Extrait du texte =>

SENTIMENTS DE FAMILLE.

«J'avais deux chattes, dit Dupont de Nemours, l'une mère de l'autre: toutes deux en gésine.

«La mère avait mis bas le jour précédent. On ne lui avait ôté aucun de ses petits.

«La jeune étant à sa première portée eut un accouchement très-pénible. Elle perdit la connaissance & le mouvement à son dernier petit, encore non dégagé du cordon ombilical.

«La mère tournait & retournait autour d'elle, essayant de la soulever, lui prodiguant tous les mots de tendresse qui chez elles sont très-multipliés des mères aux enfants.

«Voyant à la fin que les soins qu'elle prenait pour sa fille étaient superflus, elle s'occupa en digne grand'mère des petits qui rampaient sur le parquet comme de pauvres orphelins. Elle coupa le cordon ombilical de celui qui n'était pas libre, le nettoya, lécha tous les petits & les porta l'un après l'autre au lit de ses propres enfants pour leur partager son lait.

«Une bonne heure après, la jeune chatte reprit ses sens, chercha ses petits, les trouva tetant sa mère.

«La joie fut extrême des deux parts, les expressions d'amitié & de reconnaissance sans nombre & singulièrement touchantes. Les deux mères s'établirent dans le même panier; tant que dura l'éducation, elles ne le quittèrent jamais que l'une après l'autre, nourrirent, caressèrent, guidèrent ensuite indistinctement les sept petits chats, dont trois étaient à la fille & quatre à la grand'mère.

«J'ignore, s'écrie Dupont de Nemours pour conclure, dans quelle espèce on fait mieux.»

Il est certain que le sentiment maternel est extraordinairement développé chez la chatte: on pourrait citer nombre d'anecdotes à ce sujet tirées de divers auteurs; mais j'ai une extrême défiance des histoires attendrissantes sur le compte des animaux. Un observateur de la portée de Dupont de Nemours, un Leroy (malheureusement ses fonctions & ses aptitudes l'éloignèrent de la race féline), on peut les croire; mais qu'ils sont rares les esprits qui veulent bien se contenter des phénomènes naturels sans les enjoliver!

Mise en pratique =>
[1] Extrayez du texte le passage qui va de « SENTIMENTS DE FAMILLE. » jusqu'à « de ses petits. ».
[2] D'après le texte, pourquoi la vieille chatte finit-elle par s'occuper des petits de sa fille ?
[3] Selon le texte, combien des sept petits chats étaient à la fille ?

Données stockées =>
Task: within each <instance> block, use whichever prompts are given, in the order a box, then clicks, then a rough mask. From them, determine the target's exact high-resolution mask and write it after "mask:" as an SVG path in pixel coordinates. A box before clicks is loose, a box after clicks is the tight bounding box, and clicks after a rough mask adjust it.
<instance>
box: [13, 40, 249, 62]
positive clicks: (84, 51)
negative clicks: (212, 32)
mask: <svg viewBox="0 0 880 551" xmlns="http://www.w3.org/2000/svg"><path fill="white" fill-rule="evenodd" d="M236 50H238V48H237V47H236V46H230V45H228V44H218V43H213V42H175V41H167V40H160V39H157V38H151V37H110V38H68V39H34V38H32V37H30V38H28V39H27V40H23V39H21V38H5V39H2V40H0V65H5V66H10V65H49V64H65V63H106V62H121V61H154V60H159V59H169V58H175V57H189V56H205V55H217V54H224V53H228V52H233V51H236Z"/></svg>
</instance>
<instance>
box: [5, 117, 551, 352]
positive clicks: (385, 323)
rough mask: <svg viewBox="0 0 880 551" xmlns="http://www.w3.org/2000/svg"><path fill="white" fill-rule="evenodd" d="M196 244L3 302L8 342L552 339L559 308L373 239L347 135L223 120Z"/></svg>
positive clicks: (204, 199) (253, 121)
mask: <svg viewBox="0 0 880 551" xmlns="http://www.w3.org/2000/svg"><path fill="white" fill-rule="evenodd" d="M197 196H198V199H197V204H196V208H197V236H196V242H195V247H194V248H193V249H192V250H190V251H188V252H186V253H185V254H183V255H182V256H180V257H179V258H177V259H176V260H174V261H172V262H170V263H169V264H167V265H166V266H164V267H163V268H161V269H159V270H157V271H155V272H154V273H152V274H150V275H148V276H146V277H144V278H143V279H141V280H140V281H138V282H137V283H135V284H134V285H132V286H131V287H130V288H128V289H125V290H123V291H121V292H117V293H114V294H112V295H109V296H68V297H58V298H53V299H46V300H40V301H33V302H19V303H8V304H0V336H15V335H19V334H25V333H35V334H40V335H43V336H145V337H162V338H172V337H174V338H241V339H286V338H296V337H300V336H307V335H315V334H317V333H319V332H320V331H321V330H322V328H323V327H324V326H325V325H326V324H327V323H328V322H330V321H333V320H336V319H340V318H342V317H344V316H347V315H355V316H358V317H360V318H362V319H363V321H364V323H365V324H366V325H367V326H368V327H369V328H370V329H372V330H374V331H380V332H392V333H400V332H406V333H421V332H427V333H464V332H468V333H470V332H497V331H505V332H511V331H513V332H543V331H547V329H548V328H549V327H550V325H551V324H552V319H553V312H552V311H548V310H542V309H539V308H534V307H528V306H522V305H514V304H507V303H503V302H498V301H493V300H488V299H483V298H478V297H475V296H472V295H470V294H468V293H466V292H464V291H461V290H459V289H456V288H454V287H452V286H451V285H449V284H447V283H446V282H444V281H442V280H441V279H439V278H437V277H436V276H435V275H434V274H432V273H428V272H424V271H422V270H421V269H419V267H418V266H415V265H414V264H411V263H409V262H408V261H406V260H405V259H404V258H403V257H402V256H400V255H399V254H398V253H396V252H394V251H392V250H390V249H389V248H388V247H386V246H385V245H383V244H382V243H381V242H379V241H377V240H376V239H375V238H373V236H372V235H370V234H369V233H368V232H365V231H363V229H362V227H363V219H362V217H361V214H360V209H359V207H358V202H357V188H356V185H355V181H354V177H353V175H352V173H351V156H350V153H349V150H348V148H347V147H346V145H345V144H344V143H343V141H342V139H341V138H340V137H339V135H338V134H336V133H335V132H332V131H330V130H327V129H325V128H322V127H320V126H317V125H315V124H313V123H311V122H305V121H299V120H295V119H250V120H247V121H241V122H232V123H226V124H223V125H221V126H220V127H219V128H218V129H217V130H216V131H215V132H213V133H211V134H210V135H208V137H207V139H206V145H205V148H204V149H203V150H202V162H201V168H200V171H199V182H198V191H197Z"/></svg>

Solutions par tâche =>
[1]
SENTIMENTS DE FAMILLE.

«J'avais deux chattes, dit Dupont de Nemours, l'une mère de l'autre: toutes deux en gésine.

«La mère avait mis bas le jour précédent. On ne lui avait ôté aucun de ses petits.

[2] Elle constate que les soins qu'elle prodigue à sa fille, sans connaissance après un accouchement très pénible, sont superflus. Elle prend alors en charge les petits qui rampent sur le parquet comme de pauvres orphelins.

[3] Trois.